* [WRITTEN EXERCISE]:
Rewrite every one of the entries below as a numbered list, leaving out any blank lines.
────────────────
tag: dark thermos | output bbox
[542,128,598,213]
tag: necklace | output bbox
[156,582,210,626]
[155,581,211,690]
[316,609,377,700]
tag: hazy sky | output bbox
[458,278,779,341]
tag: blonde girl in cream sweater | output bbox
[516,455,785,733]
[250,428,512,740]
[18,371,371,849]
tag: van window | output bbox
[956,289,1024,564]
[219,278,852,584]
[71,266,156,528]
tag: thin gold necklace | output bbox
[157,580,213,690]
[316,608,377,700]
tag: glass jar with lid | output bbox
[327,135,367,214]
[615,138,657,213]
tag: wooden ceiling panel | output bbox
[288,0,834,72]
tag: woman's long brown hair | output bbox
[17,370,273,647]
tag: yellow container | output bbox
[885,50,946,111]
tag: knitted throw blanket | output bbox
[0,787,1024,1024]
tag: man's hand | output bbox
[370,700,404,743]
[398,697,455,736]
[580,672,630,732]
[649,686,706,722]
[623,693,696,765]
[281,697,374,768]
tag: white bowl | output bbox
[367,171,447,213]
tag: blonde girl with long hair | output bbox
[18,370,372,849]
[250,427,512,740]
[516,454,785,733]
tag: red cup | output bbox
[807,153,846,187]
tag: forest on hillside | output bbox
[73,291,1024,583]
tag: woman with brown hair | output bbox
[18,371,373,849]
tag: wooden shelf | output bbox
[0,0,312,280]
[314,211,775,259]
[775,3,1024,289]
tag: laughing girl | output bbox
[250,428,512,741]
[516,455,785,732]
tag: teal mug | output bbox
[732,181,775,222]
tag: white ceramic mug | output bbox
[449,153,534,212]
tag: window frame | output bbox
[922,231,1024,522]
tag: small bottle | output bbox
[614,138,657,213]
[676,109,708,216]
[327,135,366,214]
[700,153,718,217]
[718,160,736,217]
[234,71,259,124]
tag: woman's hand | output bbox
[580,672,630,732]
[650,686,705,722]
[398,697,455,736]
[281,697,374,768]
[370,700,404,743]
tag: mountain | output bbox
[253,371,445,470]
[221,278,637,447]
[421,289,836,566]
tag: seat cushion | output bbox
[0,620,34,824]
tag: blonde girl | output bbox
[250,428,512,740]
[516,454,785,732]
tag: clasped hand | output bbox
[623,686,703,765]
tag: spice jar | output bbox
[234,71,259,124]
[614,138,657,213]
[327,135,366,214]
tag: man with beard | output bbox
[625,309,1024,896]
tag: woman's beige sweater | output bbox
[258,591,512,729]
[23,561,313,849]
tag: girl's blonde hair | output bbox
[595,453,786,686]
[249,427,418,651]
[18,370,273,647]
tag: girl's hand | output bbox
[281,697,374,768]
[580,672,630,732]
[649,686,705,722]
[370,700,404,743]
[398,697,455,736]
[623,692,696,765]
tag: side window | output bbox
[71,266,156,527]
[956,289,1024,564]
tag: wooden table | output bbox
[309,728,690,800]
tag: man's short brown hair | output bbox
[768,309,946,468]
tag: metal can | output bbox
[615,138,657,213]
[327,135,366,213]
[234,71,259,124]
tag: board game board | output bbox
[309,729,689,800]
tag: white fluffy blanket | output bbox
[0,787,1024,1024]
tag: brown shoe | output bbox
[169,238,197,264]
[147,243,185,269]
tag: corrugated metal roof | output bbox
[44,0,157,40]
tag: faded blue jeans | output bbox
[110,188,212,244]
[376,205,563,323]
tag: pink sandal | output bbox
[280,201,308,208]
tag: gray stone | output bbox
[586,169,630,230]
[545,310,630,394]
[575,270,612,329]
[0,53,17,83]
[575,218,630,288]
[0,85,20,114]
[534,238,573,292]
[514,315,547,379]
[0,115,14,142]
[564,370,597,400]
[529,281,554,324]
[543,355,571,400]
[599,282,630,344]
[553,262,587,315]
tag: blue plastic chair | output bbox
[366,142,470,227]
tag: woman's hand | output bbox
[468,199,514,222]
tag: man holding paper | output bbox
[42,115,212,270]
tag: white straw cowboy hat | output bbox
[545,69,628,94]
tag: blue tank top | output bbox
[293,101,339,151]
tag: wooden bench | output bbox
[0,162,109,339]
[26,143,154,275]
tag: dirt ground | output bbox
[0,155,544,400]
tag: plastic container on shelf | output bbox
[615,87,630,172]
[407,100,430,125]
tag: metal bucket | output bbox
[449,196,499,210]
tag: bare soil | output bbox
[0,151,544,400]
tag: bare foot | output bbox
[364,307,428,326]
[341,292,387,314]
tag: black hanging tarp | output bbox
────────────────
* [WRITTEN ANSWER]:
1. tag: dark thermos | output bbox
2. [542,128,598,213]
3. tag: necklace | output bbox
4. [156,582,210,626]
5. [155,581,211,690]
6. [316,609,377,700]
7. tag: hazy sky | output bbox
8. [458,278,779,341]
9. tag: blonde girl in cream sweater | output bbox
10. [516,455,785,733]
11. [250,428,512,740]
12. [18,371,371,849]
13. tag: van window | output bbox
14. [956,289,1024,564]
15. [219,278,852,584]
16. [71,266,156,528]
17. tag: thin gold necklace | output bbox
18. [157,580,213,690]
19. [316,608,377,700]
20. tag: glass jar with lid | output bbox
21. [327,135,367,214]
22. [615,138,657,213]
23. tag: wooden ceiling panel | output bbox
24. [288,0,834,72]
25. tag: woman's long brown hair | output bbox
26. [17,370,273,647]
27. tag: yellow container | output bbox
28. [885,50,946,111]
29. tag: knitted throw blanket | output bbox
30. [0,787,1024,1024]
31. tag: man's hand | output bbox
32. [370,700,404,743]
33. [398,697,455,736]
34. [580,672,630,732]
35. [649,686,706,722]
36. [623,693,696,765]
37. [281,697,374,768]
38. tag: white bowl | output bbox
39. [367,171,447,213]
40. tag: blonde girl with long hair | output bbox
41. [18,370,372,849]
42. [250,427,512,740]
43. [516,454,785,733]
44. tag: red cup | output bbox
45. [807,153,846,187]
46. tag: forest on hillside | output bbox
47. [73,291,1024,583]
48. tag: woman with brown hair | output bbox
49. [18,371,373,849]
50. tag: wooden shelf | output bbox
51. [0,0,312,280]
52. [314,211,775,259]
53. [775,3,1024,289]
54. tag: laughing girl | output bbox
55. [250,428,512,741]
56. [516,455,785,732]
57. tag: teal mug | output bbox
58. [732,181,775,222]
59. tag: white ceramic mug | output bbox
60. [449,153,534,212]
61. tag: window frame | output bbox
62. [922,231,1024,522]
63. tag: small bottle | output bbox
64. [614,138,657,213]
65. [676,109,708,216]
66. [327,135,366,214]
67. [700,153,718,217]
68. [718,160,736,217]
69. [234,71,259,124]
70. tag: woman's hand | output bbox
71. [580,672,630,732]
72. [650,686,705,722]
73. [398,697,455,736]
74. [281,697,374,768]
75. [370,700,404,743]
76. tag: mountain | output bbox
77. [253,371,445,470]
78. [221,278,637,447]
79. [421,289,836,566]
80. tag: seat cushion | output bbox
81. [0,620,34,824]
82. tag: blonde girl | output bbox
83. [250,428,512,740]
84. [516,454,785,732]
85. tag: clasped hand | output bbox
86. [623,686,703,765]
87. tag: spice jar | output bbox
88. [234,71,259,124]
89. [614,138,657,213]
90. [327,135,366,214]
91. tag: man with beard | output bbox
92. [625,309,1024,896]
93. tag: woman's beige sweater | output bbox
94. [258,591,512,729]
95. [23,561,313,849]
96. tag: girl's blonde hair | output bbox
97. [595,453,786,686]
98. [249,427,418,651]
99. [18,370,273,647]
100. tag: girl's hand | output bbox
101. [281,697,374,768]
102. [580,672,630,732]
103. [649,686,705,722]
104. [370,700,404,743]
105. [398,697,455,736]
106. [623,692,696,765]
107. tag: side window | output bbox
108. [71,266,156,527]
109. [956,289,1024,564]
110. tag: wooden table | output bbox
111. [309,728,690,800]
112. tag: man's short brown hair | output bbox
113. [768,309,946,468]
114. tag: metal can | output bbox
115. [615,138,657,213]
116. [327,135,366,213]
117. [234,71,259,124]
118. tag: board game board | output bbox
119. [309,729,689,800]
120. tag: white fluffy blanket | output bbox
121. [0,787,1024,1024]
122. tag: brown shoe | output bbox
123. [169,238,197,264]
124. [147,243,185,269]
125. tag: corrugated metal roof | output bbox
126. [44,0,157,40]
127. tag: faded blue jeans | output bbox
128. [110,188,212,244]
129. [376,205,563,323]
130. tag: pink sandal | output bbox
131. [280,201,308,208]
132. tag: gray stone | output bbox
133. [586,169,630,230]
134. [545,310,630,394]
135. [575,270,612,329]
136. [0,53,17,83]
137. [575,218,630,288]
138. [0,85,20,114]
139. [534,238,573,292]
140. [514,315,547,379]
141. [0,115,14,142]
142. [564,370,597,400]
143. [529,281,554,324]
144. [543,355,571,400]
145. [599,282,630,344]
146. [553,262,587,315]
147. tag: blue plastic chair | output bbox
148. [366,142,470,227]
149. tag: woman's hand | output bbox
150. [468,199,514,222]
151. tag: man holding paper | output bbox
152. [42,115,212,270]
153. tag: white straw cowboy hat | output bbox
154. [545,69,628,94]
155. tag: blue tank top | output bbox
156. [293,101,339,151]
157. tag: wooden bench | output bbox
158. [0,162,109,339]
159. [26,143,154,275]
160. tag: dirt ground | output bbox
161. [0,155,544,400]
162. tag: plastic container on shelf | output bbox
163. [615,87,630,172]
164. [407,100,430,125]
165. tag: metal bucket | output bbox
166. [449,196,499,210]
167. tag: bare soil | output bbox
168. [0,151,544,400]
169. tag: bare foot | output bbox
170. [364,307,428,326]
171. [341,292,387,314]
172. tag: black hanging tarp | output bbox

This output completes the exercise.